» GIVEN TEXT
[BEGIN]

Maybe even throw in a coded reference to Jimmy Savile? Yes, why not. By no means insensitive when the show is distributed through the BBC? And let’s not simply have Sherlock take down an evil television presenter..no..it MUST be somehow connected to Watson’s wife and her mission to help Watson help Sherlock help Watson.Are you keeping up?

Said wife must also be a strident feminist (even though you made feminism the villain in that ghastly Victorian episode) and unremarkable in every way. Entirely unconvincing as a ‘ruthless assassin’. But she hates the Tories no doubt and thinks ‘posh boys’ love domination.


Interesting..how you made Mrs Mary Watson the mouthpiece for everything that was going wrong with your show, gentlemen? You hated all things posh and establishment and yet you are so DESPERATE to be a part of that very system that you framed entire characters to personify that implicit agenda in its own paradoxical confusion?

[END]

» WHAT IS REQUIRED
Reproduce the passage from the commentary on Sherlock, starting at "Said wife must" and ending at "boys’ love domination.". The rows are separate material, unconnected to the commentary on Sherlock.

» RECORDS

[BEGIN]

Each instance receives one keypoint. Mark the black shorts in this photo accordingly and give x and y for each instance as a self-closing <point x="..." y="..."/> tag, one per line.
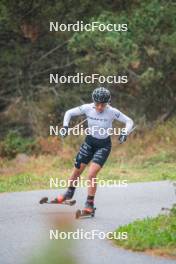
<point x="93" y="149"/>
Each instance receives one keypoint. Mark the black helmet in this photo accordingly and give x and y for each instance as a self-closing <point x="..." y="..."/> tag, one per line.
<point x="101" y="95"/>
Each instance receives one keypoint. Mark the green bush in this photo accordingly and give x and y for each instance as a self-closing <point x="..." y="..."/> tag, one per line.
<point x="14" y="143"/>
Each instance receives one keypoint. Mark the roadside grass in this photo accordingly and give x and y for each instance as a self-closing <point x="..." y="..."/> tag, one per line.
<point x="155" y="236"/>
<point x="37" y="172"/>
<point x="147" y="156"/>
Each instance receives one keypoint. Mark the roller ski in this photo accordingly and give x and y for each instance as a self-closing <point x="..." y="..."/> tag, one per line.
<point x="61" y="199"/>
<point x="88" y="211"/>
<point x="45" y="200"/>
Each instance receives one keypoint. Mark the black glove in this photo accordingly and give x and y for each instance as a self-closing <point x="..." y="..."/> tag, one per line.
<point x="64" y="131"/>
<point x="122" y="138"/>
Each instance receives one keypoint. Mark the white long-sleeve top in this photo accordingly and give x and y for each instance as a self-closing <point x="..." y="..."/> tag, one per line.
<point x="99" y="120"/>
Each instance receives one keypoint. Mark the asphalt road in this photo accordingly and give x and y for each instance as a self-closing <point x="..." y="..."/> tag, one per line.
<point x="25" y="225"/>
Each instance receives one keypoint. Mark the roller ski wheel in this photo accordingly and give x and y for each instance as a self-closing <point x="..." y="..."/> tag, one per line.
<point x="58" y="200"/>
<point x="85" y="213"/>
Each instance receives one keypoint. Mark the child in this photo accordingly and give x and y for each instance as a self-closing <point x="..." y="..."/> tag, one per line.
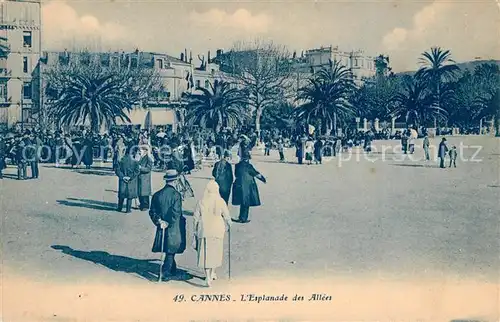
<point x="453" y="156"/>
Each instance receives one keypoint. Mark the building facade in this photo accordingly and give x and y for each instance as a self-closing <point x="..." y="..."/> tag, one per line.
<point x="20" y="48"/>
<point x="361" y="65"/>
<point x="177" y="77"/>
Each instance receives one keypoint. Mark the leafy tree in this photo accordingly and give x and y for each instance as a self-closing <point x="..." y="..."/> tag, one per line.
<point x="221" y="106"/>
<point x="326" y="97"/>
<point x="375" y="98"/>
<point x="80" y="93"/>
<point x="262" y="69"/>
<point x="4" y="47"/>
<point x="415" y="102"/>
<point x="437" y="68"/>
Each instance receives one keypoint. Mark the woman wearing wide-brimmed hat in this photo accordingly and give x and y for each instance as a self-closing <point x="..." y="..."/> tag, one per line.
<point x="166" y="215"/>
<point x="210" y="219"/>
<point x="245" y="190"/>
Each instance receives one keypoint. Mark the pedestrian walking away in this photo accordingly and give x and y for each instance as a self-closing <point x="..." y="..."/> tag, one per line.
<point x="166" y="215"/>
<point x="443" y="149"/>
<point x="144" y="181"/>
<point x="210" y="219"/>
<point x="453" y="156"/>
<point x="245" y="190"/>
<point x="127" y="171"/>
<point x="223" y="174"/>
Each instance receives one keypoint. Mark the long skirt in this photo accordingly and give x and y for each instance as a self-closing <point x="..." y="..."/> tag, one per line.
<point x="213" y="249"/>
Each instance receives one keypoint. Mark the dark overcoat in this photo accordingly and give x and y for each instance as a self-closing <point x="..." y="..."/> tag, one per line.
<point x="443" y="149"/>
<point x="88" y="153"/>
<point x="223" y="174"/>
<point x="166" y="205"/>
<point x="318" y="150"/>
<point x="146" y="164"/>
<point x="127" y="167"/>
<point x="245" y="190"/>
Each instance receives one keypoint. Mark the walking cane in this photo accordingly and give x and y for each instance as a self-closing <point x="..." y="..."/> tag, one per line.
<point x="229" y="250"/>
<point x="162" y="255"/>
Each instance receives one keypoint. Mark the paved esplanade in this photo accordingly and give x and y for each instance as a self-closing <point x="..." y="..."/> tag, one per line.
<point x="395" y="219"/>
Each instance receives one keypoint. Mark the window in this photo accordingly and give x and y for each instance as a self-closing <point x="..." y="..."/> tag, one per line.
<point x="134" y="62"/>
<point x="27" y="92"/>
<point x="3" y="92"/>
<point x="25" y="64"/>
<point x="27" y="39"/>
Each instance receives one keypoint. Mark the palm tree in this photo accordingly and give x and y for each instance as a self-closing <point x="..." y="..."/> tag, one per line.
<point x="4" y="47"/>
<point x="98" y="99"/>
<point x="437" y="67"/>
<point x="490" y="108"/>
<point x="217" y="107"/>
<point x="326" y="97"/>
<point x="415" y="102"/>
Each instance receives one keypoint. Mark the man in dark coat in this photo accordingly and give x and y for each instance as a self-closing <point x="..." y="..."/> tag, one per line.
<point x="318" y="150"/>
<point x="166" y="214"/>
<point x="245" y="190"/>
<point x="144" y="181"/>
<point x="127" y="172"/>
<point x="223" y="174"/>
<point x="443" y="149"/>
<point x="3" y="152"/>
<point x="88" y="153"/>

[END]

» ANSWER TO THE TASK
Said wife must also be a strident feminist (even though you made feminism the villain in that ghastly Victorian episode) and unremarkable in every way. Entirely unconvincing as a ‘ruthless assassin’. But she hates the Tories no doubt and thinks ‘posh boys’ love domination.